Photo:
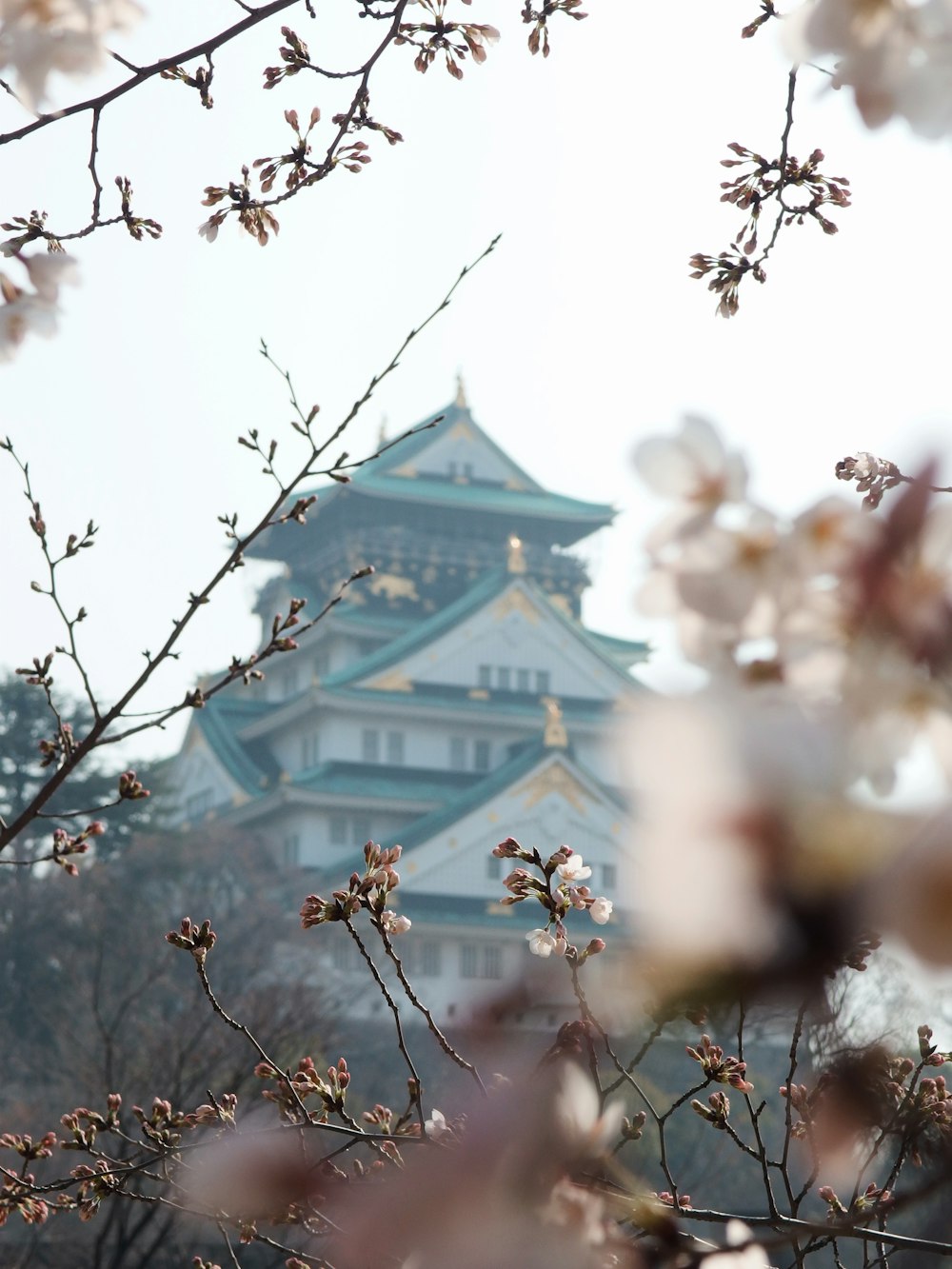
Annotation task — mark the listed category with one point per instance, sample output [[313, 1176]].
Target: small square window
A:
[[430, 961], [468, 960], [457, 754]]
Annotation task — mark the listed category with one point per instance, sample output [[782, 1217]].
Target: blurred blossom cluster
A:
[[30, 300], [826, 640], [38, 37], [897, 56]]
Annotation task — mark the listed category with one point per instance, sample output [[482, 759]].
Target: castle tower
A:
[[448, 701]]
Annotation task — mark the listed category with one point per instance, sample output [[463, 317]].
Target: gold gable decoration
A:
[[516, 560], [554, 780], [516, 602], [555, 736], [394, 682]]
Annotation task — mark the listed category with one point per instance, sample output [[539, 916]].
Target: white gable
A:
[[463, 453], [550, 806], [506, 646], [201, 782]]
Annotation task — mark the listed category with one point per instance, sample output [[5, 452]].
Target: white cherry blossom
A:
[[541, 943], [574, 869], [895, 54], [601, 910], [38, 37]]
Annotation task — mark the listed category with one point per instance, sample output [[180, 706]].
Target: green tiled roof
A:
[[220, 720], [522, 704], [399, 783], [425, 632], [434, 822]]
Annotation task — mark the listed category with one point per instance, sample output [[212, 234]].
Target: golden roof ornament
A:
[[516, 560], [555, 736]]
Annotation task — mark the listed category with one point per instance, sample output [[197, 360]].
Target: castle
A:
[[448, 701]]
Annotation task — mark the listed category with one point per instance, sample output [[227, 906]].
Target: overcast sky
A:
[[601, 167]]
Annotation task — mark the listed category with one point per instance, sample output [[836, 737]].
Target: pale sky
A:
[[582, 334]]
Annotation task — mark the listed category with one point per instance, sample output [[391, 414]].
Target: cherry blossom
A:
[[541, 943], [394, 924], [574, 869], [895, 54], [67, 35], [601, 910]]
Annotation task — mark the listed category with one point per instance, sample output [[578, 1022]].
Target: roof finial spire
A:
[[516, 559], [555, 735]]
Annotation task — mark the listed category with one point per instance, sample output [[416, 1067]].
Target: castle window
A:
[[198, 804], [430, 961], [491, 961], [468, 961], [308, 750], [457, 754]]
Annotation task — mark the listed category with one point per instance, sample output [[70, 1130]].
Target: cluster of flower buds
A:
[[928, 1052], [163, 1123], [368, 890], [539, 20], [668, 1200], [718, 1067], [26, 1147], [61, 744], [86, 1124], [223, 1112], [67, 844], [455, 39], [131, 788], [280, 641], [874, 476], [716, 1112], [38, 674], [197, 940], [558, 888], [872, 1197], [97, 1183], [295, 56], [17, 1196], [292, 1090]]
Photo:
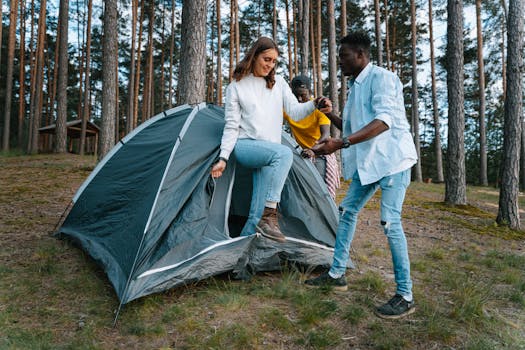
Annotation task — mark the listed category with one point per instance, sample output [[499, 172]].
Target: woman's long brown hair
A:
+--
## WORK TASK:
Using the data above, return each line that includes the word "roof".

## REPLY:
Target: green tiled roof
Target: golden roof ornament
Target: roof finial spire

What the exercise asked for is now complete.